#### [Dataset]

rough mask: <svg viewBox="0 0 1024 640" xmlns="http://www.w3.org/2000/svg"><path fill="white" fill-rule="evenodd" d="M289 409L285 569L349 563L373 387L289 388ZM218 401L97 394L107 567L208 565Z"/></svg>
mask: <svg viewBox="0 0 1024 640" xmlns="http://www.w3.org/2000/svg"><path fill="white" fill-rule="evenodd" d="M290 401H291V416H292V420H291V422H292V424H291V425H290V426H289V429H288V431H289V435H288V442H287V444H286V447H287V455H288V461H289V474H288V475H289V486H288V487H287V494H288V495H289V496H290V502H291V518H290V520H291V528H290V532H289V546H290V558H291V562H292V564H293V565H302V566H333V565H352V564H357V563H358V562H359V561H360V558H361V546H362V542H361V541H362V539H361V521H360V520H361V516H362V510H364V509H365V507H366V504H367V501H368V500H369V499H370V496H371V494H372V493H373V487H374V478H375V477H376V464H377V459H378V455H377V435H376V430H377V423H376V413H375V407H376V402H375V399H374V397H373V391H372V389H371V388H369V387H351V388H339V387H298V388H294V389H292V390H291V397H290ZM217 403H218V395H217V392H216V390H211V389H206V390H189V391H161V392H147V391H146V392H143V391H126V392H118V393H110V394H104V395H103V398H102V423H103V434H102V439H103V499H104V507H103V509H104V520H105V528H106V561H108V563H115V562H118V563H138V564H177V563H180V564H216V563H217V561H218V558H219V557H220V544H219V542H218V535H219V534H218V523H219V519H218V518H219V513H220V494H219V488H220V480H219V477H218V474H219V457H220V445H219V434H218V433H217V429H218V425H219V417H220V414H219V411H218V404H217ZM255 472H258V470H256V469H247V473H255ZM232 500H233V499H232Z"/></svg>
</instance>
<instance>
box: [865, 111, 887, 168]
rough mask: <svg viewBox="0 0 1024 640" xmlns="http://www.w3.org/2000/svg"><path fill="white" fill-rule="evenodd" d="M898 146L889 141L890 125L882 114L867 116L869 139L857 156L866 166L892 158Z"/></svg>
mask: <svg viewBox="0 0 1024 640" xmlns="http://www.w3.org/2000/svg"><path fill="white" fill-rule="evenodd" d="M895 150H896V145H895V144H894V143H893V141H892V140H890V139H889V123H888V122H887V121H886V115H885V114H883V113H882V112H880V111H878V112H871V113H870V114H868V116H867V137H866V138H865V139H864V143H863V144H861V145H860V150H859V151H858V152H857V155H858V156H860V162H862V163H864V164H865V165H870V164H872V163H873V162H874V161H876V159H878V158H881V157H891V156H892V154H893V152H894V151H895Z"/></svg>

* * *

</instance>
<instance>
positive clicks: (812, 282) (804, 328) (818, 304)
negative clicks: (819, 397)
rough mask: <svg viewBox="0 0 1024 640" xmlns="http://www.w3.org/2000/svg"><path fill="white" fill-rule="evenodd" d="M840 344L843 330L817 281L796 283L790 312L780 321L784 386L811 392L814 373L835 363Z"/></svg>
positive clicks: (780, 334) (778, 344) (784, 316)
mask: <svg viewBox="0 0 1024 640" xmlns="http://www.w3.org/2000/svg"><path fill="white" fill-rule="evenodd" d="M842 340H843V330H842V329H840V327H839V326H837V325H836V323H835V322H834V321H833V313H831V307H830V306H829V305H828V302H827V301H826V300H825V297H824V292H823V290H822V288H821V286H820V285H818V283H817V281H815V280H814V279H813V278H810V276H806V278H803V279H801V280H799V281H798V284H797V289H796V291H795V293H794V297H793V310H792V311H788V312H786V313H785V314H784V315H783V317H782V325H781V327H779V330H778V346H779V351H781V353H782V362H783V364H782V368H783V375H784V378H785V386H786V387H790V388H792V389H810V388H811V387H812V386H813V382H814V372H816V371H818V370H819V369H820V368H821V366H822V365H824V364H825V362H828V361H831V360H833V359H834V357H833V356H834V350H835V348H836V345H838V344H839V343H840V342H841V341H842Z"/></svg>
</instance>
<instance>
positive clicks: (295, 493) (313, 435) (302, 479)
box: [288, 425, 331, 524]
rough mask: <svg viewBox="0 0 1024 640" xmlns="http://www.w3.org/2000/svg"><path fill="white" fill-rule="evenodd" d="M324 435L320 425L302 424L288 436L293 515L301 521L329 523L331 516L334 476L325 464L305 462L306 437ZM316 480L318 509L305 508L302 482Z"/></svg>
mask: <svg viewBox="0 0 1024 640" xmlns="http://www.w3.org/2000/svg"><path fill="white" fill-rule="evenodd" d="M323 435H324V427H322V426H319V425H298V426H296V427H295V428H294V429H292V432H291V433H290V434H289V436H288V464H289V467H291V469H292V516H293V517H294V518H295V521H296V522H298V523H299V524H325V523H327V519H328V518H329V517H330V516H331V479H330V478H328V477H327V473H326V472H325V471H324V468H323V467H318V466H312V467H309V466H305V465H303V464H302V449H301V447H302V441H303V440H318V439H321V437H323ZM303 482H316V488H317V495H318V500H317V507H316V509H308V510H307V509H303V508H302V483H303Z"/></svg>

#### [Exercise brief]
Please pull out every line in the entries above that contains the string "clicks", and copy each one in full.

#### [Solution]
positive clicks: (812, 282) (804, 328) (818, 304)
negative clicks: (819, 397)
positive clicks: (780, 334) (778, 344) (784, 316)
positive clicks: (295, 493) (313, 435) (302, 479)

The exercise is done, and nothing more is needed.